WHAT TO WORK ON: Going line by line through the entries below, note each one with "distant", then report how many there are and nothing else.

DATASET EXTRACT:
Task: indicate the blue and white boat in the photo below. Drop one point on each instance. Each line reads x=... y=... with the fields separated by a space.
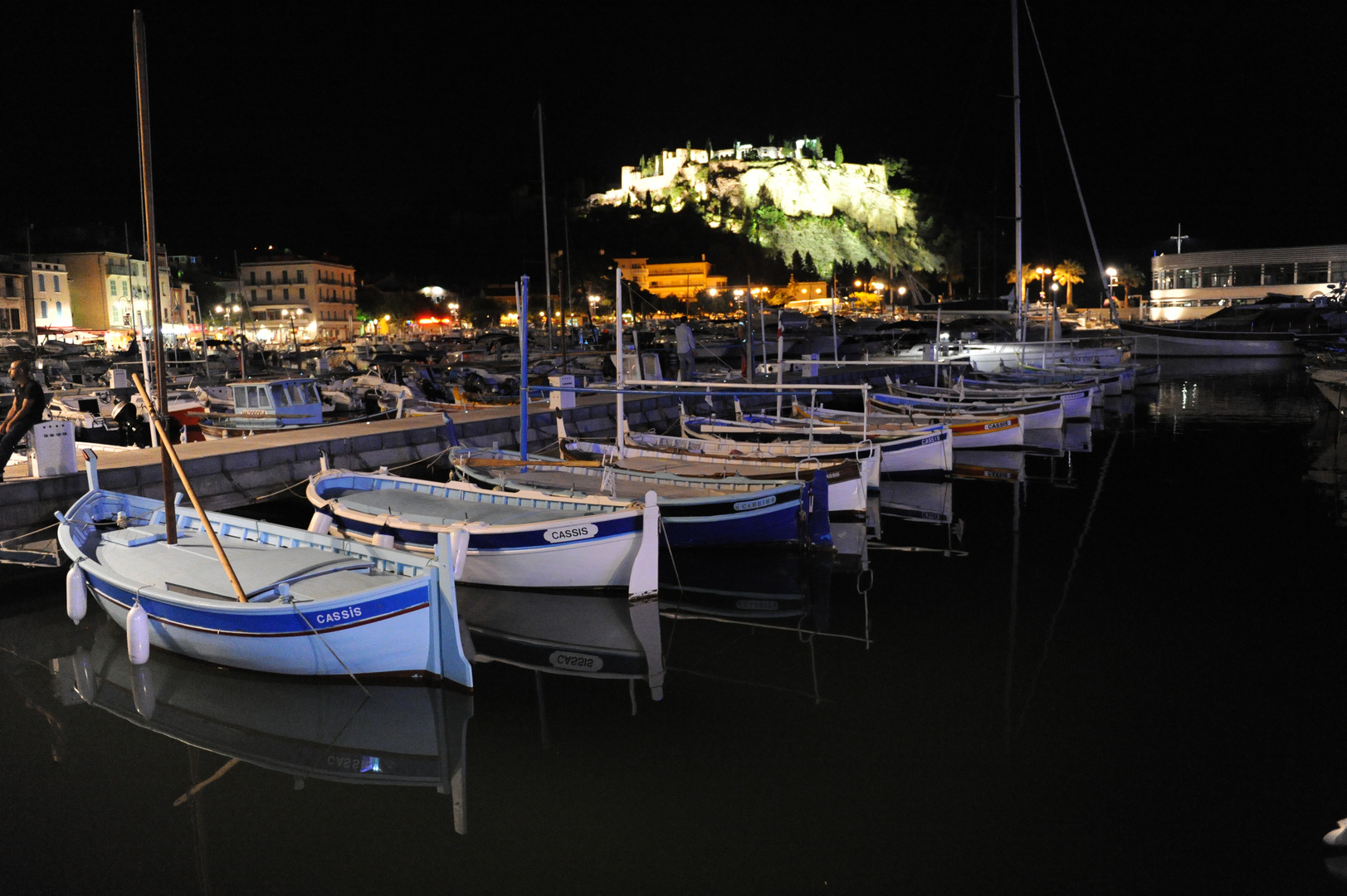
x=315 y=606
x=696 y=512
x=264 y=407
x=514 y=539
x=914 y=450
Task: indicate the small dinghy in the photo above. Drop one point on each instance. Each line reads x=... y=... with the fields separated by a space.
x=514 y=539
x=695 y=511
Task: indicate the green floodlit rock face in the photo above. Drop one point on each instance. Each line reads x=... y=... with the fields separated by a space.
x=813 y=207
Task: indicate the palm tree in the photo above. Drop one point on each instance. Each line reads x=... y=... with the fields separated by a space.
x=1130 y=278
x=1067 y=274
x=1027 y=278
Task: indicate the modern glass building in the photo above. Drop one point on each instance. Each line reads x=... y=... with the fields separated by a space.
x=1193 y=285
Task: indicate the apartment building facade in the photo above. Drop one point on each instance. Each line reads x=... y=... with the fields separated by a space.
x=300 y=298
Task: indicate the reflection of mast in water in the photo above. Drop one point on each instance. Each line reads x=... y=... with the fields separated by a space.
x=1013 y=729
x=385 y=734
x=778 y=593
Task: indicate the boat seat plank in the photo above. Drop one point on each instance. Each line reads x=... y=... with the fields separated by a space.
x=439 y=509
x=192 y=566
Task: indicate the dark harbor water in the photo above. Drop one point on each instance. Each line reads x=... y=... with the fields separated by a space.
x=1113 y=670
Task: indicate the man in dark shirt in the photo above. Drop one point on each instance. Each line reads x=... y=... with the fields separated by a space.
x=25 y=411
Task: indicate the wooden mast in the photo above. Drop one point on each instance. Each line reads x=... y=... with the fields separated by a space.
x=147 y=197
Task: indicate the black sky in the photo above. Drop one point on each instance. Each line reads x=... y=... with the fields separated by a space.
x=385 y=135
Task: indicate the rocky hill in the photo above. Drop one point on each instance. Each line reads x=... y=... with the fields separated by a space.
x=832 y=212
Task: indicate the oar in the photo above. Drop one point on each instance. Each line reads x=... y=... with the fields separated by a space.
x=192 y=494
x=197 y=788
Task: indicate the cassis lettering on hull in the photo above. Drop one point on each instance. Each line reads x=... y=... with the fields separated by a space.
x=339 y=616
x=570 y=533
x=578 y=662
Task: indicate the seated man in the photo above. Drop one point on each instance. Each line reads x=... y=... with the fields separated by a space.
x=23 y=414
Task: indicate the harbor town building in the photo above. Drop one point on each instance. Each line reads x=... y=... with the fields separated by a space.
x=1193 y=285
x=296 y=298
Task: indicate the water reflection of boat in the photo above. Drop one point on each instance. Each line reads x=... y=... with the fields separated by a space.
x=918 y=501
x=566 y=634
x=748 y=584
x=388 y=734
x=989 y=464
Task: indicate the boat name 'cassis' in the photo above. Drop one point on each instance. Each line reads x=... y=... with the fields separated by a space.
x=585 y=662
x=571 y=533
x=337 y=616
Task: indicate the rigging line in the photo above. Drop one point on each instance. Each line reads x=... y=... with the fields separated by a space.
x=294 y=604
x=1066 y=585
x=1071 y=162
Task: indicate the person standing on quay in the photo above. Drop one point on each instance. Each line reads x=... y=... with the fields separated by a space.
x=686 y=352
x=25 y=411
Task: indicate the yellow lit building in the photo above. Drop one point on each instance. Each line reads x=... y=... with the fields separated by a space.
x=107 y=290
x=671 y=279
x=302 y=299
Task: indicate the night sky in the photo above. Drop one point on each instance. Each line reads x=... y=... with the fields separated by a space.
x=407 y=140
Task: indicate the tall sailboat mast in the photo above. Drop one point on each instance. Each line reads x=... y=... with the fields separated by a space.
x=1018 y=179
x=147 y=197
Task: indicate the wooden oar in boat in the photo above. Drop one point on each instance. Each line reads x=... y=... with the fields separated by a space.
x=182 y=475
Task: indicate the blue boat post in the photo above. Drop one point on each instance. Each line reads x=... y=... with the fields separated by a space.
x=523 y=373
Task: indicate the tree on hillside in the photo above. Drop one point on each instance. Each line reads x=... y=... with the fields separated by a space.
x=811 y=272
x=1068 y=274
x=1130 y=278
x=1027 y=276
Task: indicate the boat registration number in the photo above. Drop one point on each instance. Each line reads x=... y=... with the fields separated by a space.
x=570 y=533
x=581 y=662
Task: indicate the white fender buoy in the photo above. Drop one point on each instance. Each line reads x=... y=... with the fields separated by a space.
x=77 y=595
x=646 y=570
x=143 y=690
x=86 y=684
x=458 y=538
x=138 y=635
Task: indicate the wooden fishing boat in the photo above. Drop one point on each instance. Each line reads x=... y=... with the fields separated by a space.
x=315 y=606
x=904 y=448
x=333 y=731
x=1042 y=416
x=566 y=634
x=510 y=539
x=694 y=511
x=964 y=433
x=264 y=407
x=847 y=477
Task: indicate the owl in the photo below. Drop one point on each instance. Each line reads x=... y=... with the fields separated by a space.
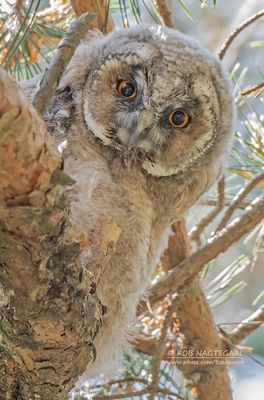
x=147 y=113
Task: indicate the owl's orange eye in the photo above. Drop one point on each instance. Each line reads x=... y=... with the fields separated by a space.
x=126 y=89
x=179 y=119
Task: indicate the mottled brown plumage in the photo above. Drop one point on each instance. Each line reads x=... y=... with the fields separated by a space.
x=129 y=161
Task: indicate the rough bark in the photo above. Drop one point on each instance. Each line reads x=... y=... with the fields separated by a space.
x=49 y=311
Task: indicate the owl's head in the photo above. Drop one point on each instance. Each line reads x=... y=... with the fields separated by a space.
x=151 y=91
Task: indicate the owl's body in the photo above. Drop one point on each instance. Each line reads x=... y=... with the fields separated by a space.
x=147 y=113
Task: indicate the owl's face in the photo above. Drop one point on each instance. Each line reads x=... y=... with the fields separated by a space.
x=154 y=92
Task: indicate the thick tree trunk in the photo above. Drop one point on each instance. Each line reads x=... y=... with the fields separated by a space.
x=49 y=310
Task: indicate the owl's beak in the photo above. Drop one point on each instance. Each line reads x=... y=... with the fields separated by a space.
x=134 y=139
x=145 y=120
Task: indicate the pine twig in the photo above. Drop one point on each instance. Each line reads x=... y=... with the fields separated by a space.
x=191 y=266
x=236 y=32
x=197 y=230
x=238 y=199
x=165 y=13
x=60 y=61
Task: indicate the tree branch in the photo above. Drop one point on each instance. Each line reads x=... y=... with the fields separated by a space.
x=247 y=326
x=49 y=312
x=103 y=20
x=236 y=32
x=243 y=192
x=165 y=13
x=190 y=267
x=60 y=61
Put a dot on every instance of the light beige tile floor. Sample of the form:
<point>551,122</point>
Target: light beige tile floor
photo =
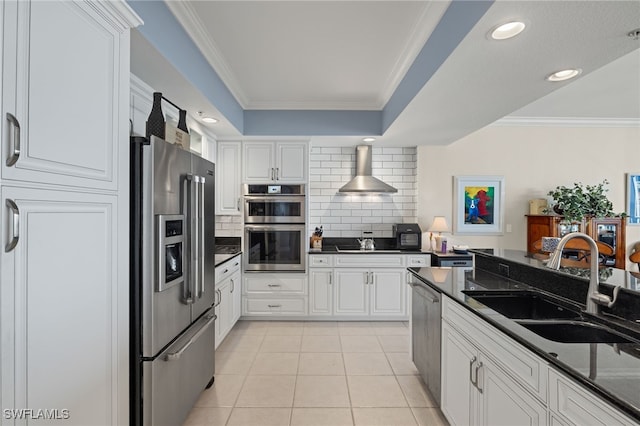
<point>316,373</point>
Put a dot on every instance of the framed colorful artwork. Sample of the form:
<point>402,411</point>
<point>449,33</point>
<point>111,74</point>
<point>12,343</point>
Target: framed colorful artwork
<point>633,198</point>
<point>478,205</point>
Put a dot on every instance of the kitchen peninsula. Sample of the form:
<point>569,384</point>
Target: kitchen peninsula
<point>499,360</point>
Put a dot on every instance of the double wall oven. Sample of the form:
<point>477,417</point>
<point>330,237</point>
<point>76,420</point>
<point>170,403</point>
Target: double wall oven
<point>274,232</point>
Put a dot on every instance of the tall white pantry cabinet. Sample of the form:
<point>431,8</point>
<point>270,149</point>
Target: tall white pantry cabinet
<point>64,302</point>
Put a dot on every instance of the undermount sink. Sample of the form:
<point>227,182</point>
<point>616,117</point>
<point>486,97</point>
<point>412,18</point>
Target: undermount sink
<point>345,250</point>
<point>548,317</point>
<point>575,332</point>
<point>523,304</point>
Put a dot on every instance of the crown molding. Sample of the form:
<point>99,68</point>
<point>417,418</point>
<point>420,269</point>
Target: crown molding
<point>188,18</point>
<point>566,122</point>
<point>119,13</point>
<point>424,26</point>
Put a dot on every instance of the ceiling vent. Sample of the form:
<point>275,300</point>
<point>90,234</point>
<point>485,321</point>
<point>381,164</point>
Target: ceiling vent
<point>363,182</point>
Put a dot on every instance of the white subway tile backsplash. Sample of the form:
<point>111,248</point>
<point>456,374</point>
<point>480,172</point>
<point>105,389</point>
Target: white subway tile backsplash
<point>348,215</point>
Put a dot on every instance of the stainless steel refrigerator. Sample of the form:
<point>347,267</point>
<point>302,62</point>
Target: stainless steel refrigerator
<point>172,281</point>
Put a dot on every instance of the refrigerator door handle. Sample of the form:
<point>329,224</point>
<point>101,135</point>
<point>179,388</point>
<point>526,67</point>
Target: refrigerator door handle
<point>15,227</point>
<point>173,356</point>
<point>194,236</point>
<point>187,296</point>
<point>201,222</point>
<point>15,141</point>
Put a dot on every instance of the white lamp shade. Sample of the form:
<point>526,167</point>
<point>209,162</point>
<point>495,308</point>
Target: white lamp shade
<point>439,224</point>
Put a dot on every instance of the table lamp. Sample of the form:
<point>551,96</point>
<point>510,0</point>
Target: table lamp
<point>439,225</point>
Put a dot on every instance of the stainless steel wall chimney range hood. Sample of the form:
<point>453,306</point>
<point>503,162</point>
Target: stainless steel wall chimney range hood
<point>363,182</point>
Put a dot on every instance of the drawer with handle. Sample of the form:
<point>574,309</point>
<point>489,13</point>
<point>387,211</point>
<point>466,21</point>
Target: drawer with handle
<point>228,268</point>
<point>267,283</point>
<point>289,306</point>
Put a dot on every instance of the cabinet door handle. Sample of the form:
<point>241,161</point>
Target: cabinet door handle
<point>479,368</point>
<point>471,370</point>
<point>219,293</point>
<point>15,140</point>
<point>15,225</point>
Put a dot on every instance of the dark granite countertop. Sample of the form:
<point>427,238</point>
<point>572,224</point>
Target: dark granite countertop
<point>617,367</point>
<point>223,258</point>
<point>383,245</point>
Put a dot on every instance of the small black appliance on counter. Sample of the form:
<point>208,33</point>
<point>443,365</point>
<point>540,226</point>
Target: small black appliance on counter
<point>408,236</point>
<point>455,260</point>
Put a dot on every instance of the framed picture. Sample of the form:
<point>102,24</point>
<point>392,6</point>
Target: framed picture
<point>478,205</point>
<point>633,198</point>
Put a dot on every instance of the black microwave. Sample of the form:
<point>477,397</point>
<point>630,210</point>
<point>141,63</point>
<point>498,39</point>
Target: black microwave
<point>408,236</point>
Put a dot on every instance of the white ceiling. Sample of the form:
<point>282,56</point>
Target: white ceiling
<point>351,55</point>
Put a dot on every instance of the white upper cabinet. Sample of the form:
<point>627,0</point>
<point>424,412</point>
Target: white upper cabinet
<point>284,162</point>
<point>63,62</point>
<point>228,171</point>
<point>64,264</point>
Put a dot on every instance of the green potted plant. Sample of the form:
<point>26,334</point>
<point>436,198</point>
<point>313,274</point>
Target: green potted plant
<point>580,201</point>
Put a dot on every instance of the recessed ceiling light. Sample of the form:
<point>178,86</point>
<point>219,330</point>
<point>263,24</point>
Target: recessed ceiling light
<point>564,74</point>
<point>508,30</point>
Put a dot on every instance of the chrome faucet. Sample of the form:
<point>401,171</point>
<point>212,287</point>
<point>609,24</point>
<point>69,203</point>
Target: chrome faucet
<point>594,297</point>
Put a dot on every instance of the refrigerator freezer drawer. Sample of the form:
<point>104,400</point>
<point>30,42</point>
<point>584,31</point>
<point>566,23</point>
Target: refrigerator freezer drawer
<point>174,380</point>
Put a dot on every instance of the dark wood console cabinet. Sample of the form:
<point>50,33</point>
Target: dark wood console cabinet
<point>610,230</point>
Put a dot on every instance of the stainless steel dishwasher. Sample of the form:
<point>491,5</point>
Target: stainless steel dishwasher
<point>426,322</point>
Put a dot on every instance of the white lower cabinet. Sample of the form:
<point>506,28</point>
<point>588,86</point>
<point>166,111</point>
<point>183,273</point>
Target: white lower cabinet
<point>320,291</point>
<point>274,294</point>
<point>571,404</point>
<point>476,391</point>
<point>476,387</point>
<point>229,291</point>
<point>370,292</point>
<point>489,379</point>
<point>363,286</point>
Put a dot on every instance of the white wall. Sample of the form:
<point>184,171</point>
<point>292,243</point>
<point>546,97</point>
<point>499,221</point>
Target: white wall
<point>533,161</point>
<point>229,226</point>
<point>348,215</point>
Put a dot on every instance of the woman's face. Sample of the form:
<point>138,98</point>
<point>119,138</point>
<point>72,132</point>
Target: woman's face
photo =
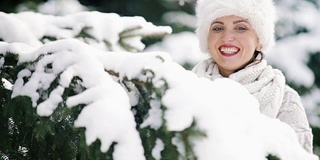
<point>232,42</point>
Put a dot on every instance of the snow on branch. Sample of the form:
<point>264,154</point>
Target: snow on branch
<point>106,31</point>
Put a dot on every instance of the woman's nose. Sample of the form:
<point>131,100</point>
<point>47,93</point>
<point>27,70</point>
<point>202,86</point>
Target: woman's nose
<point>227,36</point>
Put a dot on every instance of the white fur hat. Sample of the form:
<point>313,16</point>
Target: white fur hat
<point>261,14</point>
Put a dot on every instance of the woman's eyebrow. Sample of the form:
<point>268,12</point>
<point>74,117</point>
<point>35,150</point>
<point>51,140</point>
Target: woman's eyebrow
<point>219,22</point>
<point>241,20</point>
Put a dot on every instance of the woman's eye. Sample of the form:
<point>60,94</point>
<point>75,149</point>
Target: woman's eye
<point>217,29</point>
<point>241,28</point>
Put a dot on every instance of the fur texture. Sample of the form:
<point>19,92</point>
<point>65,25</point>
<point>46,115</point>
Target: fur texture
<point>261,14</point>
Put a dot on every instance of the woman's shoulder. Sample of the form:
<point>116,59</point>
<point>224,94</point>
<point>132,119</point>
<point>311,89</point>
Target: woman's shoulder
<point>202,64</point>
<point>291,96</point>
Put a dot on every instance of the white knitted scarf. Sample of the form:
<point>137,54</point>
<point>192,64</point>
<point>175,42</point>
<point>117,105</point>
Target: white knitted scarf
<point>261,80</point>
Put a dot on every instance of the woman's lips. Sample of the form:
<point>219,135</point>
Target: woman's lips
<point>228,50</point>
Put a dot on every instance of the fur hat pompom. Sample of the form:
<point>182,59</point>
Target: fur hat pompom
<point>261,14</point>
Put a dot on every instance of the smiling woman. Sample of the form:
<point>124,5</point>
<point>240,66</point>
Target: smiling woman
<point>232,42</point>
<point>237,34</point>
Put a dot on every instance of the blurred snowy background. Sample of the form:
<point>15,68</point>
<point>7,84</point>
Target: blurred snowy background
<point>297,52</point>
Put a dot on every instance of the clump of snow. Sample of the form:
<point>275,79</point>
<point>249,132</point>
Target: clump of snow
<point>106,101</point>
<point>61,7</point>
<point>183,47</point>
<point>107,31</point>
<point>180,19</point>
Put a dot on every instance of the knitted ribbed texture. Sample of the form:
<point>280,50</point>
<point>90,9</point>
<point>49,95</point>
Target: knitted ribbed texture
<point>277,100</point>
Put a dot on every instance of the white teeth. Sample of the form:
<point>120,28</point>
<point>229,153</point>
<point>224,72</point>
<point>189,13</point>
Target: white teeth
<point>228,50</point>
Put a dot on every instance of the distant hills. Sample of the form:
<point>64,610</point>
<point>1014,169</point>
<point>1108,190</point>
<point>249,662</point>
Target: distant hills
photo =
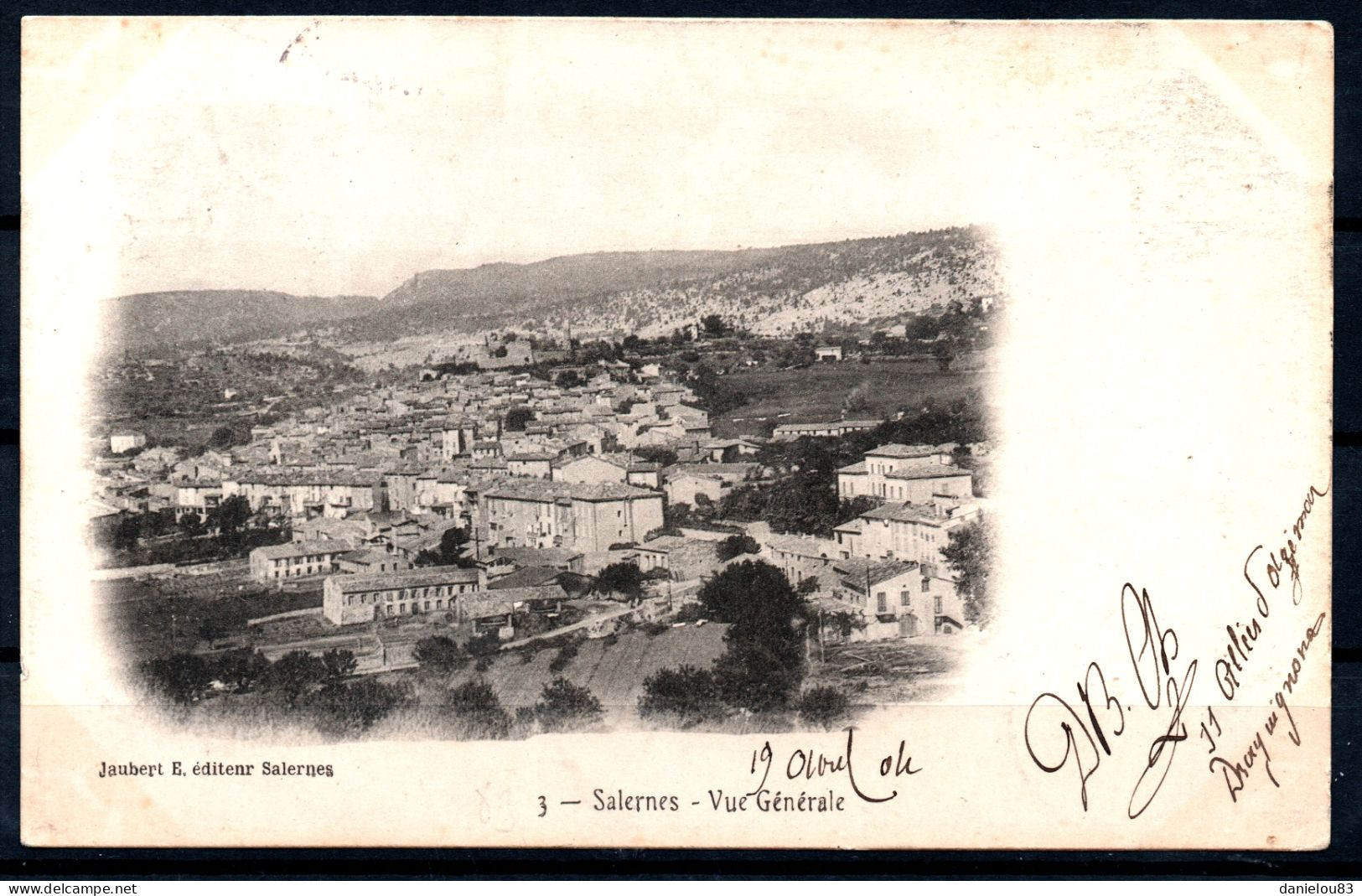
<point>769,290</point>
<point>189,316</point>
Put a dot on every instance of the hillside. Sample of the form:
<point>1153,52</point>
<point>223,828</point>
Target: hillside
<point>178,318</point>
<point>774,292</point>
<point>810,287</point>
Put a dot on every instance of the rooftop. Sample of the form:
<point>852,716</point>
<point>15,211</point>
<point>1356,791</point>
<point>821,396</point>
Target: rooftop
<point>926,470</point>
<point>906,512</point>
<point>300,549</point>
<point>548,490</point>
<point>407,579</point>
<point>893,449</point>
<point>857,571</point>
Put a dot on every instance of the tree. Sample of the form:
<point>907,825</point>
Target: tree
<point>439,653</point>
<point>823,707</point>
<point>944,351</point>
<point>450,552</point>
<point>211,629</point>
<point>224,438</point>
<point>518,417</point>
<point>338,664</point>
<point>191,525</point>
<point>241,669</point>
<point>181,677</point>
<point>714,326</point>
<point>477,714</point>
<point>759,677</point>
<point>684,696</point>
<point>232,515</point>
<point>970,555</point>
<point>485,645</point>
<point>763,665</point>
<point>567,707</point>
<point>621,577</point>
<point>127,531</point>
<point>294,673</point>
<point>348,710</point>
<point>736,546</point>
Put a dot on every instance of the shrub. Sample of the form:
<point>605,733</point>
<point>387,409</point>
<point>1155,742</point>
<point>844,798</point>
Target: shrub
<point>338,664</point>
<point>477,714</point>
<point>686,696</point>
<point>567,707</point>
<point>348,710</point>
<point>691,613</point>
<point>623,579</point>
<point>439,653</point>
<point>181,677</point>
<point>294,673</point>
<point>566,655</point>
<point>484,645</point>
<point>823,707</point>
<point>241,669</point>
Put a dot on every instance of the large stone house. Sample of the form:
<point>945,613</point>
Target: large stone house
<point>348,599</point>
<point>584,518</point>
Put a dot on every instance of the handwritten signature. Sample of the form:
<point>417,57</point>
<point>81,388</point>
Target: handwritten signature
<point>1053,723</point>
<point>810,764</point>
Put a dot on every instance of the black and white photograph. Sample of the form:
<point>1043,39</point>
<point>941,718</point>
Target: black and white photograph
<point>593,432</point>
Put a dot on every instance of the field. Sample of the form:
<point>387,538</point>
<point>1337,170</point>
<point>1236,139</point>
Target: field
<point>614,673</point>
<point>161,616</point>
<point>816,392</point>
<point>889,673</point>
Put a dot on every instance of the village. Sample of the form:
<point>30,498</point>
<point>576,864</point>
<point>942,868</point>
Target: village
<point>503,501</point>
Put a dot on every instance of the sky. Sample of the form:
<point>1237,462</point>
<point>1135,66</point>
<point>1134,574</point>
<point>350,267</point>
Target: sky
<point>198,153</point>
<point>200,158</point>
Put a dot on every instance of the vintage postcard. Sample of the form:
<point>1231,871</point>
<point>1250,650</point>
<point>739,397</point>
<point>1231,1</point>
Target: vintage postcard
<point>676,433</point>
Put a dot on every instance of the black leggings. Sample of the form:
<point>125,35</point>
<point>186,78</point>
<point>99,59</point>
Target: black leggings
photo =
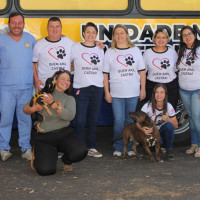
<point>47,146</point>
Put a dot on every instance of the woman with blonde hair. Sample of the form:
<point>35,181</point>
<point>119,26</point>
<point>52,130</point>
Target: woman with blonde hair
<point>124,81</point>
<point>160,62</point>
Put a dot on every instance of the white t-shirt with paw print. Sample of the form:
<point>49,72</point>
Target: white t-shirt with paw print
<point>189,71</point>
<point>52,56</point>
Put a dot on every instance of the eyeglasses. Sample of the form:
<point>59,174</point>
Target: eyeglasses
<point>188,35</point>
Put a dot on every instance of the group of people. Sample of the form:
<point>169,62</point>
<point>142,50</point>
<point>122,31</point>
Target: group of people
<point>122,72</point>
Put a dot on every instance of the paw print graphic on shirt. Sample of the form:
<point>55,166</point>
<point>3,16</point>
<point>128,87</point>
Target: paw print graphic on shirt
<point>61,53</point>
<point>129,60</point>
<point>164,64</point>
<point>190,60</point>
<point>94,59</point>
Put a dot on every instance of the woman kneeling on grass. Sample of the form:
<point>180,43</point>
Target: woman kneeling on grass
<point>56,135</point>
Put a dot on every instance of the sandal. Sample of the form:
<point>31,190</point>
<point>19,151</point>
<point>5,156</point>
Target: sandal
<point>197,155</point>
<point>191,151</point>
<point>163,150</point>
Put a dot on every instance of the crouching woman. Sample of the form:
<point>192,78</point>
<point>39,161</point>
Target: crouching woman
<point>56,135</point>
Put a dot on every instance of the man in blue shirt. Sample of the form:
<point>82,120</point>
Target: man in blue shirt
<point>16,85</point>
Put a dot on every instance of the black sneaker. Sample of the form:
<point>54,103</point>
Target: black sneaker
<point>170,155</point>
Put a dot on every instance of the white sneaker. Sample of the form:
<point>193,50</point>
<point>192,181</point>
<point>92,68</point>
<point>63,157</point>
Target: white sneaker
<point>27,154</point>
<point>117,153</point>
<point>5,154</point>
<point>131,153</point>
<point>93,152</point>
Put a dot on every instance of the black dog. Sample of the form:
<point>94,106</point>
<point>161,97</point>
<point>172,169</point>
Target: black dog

RESPONSE: 2